## [Text passage]
◆ ◆ ◆ ◆ ◆ ◆ ◆

SAM4D introduces a 4D foundation model for promptable segmentation across camera and LiDAR streams, addressing the limitations of frame-centric and modality-isolated approaches in autonomous driving.
Key Highlights:
- Promptable Multi-modal Segmentation (PMS) – Enables interactive segmentation across sequences from both modalities using diverse prompts (points, boxes, masks), allowing cross-modal propagation and long-term object tracking.
- Unified Multi-modal Positional Encoding (UMPE) – Aligns image and LiDAR features in a shared 3D space using sinusoidal and MLP-based encoding for seamless cross-modal interaction while preserving modality-specific structure.
- Motion-aware Cross-modal Memory Attention (MCMA) – Incorporates ego-motion compensation into memory attention, enabling temporally consistent retrieval and robust segmentation in dynamic scenes.
- Multi-modal Architecture – Builds on SAM2 with Hiera for image encoding and MinkUNet (via TorchSparse) for LiDAR voxelization, allowing efficient 2D-3D joint segmentation.
- Efficient Prompt Handling – Supports point, box, and mask prompts from either modality, using a unified decoder to produce temporally consistent masks across the stream.

◆ ◆ ◆ ◆ ◆ ◆ ◆

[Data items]
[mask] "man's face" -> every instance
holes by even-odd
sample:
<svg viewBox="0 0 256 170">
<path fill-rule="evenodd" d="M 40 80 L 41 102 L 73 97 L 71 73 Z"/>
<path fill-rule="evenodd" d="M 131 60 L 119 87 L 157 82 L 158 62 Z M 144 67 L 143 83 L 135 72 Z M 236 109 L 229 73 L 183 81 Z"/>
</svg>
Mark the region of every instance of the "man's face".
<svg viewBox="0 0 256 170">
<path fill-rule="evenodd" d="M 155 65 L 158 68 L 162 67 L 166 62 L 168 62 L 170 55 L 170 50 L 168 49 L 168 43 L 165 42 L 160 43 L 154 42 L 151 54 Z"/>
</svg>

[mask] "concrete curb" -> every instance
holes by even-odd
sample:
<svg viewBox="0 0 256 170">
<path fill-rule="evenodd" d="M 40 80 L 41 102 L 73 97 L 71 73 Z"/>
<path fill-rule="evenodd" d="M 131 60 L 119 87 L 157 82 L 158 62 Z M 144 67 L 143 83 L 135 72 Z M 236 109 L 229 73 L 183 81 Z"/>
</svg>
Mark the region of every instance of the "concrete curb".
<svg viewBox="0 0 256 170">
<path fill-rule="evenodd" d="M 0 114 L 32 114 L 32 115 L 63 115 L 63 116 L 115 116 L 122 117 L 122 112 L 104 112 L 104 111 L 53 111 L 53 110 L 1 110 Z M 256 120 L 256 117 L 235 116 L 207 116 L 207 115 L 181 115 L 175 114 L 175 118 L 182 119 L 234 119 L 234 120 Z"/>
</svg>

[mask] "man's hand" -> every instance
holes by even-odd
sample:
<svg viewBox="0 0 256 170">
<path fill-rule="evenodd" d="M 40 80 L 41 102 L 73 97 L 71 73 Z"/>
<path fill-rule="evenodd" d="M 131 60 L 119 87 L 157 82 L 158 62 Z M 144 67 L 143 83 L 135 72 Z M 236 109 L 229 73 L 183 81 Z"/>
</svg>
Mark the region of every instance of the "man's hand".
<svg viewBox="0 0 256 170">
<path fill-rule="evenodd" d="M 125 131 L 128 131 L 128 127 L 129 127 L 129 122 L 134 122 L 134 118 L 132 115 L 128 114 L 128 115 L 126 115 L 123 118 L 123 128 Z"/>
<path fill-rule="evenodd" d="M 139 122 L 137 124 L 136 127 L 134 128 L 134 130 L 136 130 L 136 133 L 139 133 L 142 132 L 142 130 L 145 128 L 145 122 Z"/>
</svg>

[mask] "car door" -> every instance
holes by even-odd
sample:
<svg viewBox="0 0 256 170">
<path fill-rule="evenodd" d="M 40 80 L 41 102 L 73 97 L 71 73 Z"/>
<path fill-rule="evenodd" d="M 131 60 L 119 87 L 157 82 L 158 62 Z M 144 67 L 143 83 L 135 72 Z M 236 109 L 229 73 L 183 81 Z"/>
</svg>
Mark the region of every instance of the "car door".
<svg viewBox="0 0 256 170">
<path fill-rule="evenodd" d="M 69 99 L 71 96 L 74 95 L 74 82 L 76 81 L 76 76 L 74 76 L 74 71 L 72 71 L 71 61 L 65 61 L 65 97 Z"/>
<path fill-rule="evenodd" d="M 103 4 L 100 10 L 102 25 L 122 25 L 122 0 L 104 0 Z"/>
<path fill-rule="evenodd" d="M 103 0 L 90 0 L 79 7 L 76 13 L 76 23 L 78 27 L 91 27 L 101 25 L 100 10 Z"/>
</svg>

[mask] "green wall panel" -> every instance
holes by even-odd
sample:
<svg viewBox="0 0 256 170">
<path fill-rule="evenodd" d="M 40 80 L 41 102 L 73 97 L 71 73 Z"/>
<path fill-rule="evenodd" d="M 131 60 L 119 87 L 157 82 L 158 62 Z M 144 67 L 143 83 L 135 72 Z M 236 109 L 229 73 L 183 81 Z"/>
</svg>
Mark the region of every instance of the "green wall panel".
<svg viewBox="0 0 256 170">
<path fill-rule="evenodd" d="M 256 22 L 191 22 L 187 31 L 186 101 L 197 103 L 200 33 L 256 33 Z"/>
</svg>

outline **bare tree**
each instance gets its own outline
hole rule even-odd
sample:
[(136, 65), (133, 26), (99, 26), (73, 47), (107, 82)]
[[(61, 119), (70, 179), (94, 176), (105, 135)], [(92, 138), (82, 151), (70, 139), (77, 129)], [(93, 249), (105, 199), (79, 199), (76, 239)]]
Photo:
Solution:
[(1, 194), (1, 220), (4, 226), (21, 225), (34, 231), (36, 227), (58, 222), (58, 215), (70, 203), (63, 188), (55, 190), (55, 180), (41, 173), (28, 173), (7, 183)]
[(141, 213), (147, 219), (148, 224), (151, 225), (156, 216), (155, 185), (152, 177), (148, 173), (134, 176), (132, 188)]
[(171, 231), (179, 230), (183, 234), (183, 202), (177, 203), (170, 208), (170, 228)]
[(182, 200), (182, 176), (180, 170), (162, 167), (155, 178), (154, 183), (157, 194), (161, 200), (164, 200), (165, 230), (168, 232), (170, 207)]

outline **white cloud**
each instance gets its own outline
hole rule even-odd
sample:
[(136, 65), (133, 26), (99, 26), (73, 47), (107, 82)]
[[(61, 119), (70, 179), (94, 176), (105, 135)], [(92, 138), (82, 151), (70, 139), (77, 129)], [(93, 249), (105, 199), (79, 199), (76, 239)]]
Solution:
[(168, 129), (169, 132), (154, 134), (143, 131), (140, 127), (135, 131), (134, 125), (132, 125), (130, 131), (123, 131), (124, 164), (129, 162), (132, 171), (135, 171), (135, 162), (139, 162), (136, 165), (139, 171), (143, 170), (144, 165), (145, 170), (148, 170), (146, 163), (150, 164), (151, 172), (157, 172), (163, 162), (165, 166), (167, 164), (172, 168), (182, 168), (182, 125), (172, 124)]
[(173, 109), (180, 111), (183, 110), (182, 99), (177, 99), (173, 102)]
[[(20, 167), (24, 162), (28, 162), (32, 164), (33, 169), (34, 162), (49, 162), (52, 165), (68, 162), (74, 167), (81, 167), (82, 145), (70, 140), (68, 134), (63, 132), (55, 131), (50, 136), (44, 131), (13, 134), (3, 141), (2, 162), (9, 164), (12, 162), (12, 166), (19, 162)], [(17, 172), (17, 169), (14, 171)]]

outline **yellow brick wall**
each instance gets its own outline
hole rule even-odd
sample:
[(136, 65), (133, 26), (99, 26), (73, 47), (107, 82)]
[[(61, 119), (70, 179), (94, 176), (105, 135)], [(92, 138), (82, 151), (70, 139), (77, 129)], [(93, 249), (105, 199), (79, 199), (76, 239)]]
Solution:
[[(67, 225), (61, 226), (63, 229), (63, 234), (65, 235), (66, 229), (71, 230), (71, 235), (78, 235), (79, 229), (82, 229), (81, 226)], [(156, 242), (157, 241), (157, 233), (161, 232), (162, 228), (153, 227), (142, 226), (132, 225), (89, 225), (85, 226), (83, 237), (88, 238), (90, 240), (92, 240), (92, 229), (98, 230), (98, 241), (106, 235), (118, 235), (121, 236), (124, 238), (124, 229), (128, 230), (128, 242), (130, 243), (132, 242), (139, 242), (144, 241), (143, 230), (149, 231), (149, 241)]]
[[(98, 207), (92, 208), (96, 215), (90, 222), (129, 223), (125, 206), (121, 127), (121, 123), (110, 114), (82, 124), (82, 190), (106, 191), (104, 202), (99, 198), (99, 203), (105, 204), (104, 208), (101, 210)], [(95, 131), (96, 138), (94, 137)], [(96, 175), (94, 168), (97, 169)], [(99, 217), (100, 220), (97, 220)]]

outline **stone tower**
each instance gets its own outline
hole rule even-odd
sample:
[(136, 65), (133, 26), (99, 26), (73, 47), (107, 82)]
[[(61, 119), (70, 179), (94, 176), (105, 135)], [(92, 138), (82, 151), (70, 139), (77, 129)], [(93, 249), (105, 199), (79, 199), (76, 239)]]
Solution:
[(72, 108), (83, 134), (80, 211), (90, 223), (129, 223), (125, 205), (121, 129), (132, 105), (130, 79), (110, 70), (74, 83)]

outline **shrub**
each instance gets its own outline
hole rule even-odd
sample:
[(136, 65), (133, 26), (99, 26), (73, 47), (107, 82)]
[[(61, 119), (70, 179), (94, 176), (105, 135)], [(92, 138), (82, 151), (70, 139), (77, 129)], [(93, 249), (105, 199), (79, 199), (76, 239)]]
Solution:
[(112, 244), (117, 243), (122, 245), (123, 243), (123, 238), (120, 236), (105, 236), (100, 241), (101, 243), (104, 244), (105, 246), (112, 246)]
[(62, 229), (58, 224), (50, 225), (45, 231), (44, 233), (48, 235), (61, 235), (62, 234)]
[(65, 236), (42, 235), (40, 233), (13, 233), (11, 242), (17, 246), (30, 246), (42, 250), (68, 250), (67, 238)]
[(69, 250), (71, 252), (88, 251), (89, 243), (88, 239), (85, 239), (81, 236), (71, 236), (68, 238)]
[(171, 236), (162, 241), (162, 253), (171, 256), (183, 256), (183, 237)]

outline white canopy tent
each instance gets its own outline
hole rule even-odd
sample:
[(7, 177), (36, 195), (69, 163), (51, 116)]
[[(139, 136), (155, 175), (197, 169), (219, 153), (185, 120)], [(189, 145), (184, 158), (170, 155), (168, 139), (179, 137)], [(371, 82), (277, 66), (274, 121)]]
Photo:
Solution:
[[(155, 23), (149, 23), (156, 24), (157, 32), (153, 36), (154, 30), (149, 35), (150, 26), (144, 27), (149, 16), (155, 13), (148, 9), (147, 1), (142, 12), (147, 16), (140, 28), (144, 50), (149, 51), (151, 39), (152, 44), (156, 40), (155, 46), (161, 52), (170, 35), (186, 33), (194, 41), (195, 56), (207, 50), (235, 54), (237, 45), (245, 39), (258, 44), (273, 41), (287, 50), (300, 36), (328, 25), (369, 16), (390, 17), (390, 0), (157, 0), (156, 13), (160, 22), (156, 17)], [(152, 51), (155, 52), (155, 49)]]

◆ ◆ ◆ ◆ ◆ ◆ ◆

## [Task instructions]
Extend the SAM4D overview above, picking up right after its final highlight.

## [Result for this task]
- Waymo-4DSeg Dataset – A large-scale pseudo-labeled dataset containing 15M image masks, 30M LiDAR masks, and 300k cross-modal masklets, generated via VFM segmentation, 4D LiDAR reconstruction, and ray casting.
- Cross-Modal Label Fusion Pipeline – Builds dense pixel-to-voxel mappings, filters noisy masklets using DBSCAN clustering, and merges multi-view data into high-quality voxel masklets.
- Cross-Dataset Generalization – Demonstrates strong zero-shot and fine-tuned performance on nuScenes, validating robust transferability across sensor configurations and environments.
- Quantitative Performance – Achieves 69.8% mIoU on images and 55.7% on LiDAR with 80.1% J&F, significantly outperforming single-modality and projection-based baselines.
- Scalable & Efficient Design – 119.88M parameter model optimized with memory banks, FIFO queues, and prompt imitation logic for high-throughput 4D segmentation.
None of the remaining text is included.